▶ _Task instructions_: Your output should be the line that contains "Task: point to each instance of the woman in stars" and all lines after it in the records, retyped exactly through the last one.

▶ _Data to examine_:
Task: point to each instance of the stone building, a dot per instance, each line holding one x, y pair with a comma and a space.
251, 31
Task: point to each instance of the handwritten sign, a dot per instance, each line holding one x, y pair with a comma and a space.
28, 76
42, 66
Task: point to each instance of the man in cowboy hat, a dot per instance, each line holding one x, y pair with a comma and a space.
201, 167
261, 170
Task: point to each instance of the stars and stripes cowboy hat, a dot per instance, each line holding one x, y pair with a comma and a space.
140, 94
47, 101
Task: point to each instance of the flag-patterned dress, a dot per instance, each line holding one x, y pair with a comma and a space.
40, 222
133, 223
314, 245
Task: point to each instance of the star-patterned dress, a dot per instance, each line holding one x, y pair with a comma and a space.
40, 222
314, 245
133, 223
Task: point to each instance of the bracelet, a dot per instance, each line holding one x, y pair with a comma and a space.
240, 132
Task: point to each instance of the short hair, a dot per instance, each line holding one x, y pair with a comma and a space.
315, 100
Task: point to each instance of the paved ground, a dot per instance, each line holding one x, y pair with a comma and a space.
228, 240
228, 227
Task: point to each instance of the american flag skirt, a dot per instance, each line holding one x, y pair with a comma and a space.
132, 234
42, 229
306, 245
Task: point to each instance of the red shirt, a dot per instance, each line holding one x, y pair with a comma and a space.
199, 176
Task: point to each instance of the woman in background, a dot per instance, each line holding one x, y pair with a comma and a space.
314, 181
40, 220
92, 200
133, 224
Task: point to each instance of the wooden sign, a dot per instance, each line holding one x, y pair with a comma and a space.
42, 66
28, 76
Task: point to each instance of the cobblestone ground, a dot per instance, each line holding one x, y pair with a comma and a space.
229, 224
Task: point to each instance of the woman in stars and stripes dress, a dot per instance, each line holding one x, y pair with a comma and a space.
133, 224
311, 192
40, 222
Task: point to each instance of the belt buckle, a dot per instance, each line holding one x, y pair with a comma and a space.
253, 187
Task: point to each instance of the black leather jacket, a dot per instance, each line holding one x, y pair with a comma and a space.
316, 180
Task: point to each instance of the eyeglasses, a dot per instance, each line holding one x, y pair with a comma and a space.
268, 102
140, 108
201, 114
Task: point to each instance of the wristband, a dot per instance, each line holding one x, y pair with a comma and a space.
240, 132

▶ _Reply to the task_:
Task: point to each instance of the woman in stars and stripes dress, a dot per instance, each line holding one x, y pair with a comma and a space.
133, 224
311, 192
40, 222
Task: point to each instance of the belt buckle, a dot per instance, each line holding one x, y pair with a comma and a space.
253, 187
Task: point to each instance of the black leather jacket, a dot per instance, each line holding one x, y pair with a comma and a space.
316, 180
Task: point to each instance of the eyeglasses, a dot per instance, each line holding one x, y pair with a comma and a space.
268, 102
140, 108
201, 114
Task: point to each instance of the wristband, a dot per instance, each line holding one x, y pair with a comma and a space.
240, 132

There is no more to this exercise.